• COMPLETA LO SIGUIENTE
1 – Responde con lo que dice el texto sobre reforma y represión en Cuba:
(a) Según la explicación de qué es una tribuna, ¿qué deben llevar tras la última línea las tribunas de personas ajenas a la Redacción de EL PAÍS?
(b) ¿De qué congreso habla el autor?
(c) ¿Quiénes comienzan a sentirse más cómodos en el lenguaje reformista?
2 – Continúa el texto sobre reforma y represión en Cuba a partir de su última oración.

• TEXTO SELECCIONADO
# # #
_
_
_
_
Tribuna:
Tribuna
Artículos estrictamente de opinión que responden al estilo propio del autor. Estos textos de opinión han de basarse en datos verificados y ser respetuosos con las personas aunque se critiquen sus actos. Todas las tribunas de opinión de personas ajenas a la Redacción de EL PAÍS llevarán, tras la última línea, un pie de autor —por conocido que éste sea— donde se indique el cargo, título, militancia política (en su caso) u ocupación principal, o la que esté o estuvo relacionada con el tema abordado

Reforma y represión en Cuba

Rafael Rojas

Uno de los mejores efectos del pasado congreso del Partido Comunista de Cuba es que, más allá de su limitada propuesta de cambio institucional, funcionarios y académicos de la isla comienzan a sentirse más cómodos en el lenguaje reformista. La autonomía empresarial, la contratación de trabajadores, la dilatación del mercado interno, la atracción de capitales inversionistas, la compra y venta de automóviles y casas y hasta la flexibilización de los viajes hacia y desde Cuba son demandas que se manejan cada vez con menos inhibición en la vida pública insular.
# # #
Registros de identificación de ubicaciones
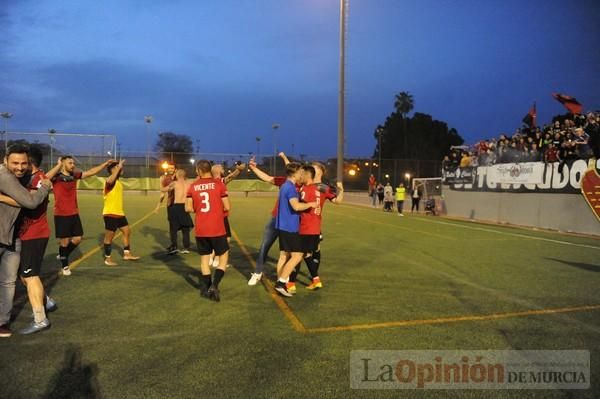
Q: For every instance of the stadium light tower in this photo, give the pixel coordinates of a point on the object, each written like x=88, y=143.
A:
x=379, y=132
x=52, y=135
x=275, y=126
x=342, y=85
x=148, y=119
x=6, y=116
# # #
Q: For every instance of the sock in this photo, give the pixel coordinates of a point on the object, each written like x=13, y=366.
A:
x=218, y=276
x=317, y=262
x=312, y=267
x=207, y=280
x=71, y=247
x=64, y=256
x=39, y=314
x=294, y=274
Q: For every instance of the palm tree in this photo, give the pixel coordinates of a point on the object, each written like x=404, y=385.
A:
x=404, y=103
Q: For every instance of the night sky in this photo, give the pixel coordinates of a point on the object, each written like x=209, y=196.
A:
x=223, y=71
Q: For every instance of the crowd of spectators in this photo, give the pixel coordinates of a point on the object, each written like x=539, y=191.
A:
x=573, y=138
# # #
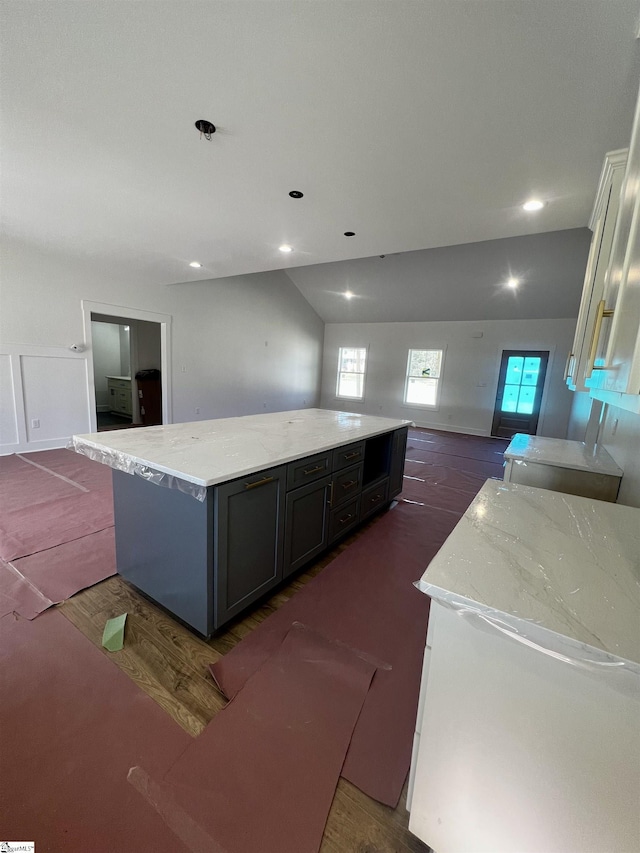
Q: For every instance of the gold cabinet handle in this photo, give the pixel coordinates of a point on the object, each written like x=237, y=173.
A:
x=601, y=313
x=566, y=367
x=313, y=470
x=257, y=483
# # #
• LAS RESPUESTAS
1 –
(a) Un pie de autor que indique el cargo, título, militancia política (en su caso) u ocupación principal, o la que esté o estuvo relacionada con el tema abordado.
(b) Del pasado congreso del Partido Comunista de Cuba.
(c) Funcionarios y académicos de la isla.

2 –
La reforma económica impulsada por el Gobierno de Raúl Castro, a pesar de su timidez y lentitud, no carece de oposición en los sectores más ortodoxos de la clase política cubana. Esos sectores, sin embargo, no cuentan con suficiente fuerza dentro de la burocracia partidaria y, mucho menos, dentro del Gobierno y el Ejército como para detener el proceso reformista. A juzgar por los últimos meses, esta vez la resistencia a la mínima apertura no recurrirá al giro de timón -poco probable con un Fidel Castro anciano y convaleciente- ni al sermoneo ideológico en medios oficiales sino, exclusivamente, a la represión de la oposición interna.

Sin democratización política no podrá fraguarse la modernización económica
El régimen presenta a los opositores como enemigos de Raúl y del cambio

Con el aval de las excarcelaciones de los 75 de la primavera de 2003, que le disminuye la presión internacional, el Gobierno de Raúl Castro se concentra en realizar arrestos breves y preventivos de opositores -alguno que otro precedido de golpizas- y en facilitar el escarnio y la estigmatización de blogueros y periodistas independientes en medios oficiales.

Un editorial de Granma del pasado 15 de mayo, titulado Fabricar pretextos, retomaba el principal argumento de la primavera de 2003: las críticas de la oposición preludian un ataque enemigo. No importa que se trate, justamente, de críticas y no de bombas o, tan siquiera, de llamados a la violencia.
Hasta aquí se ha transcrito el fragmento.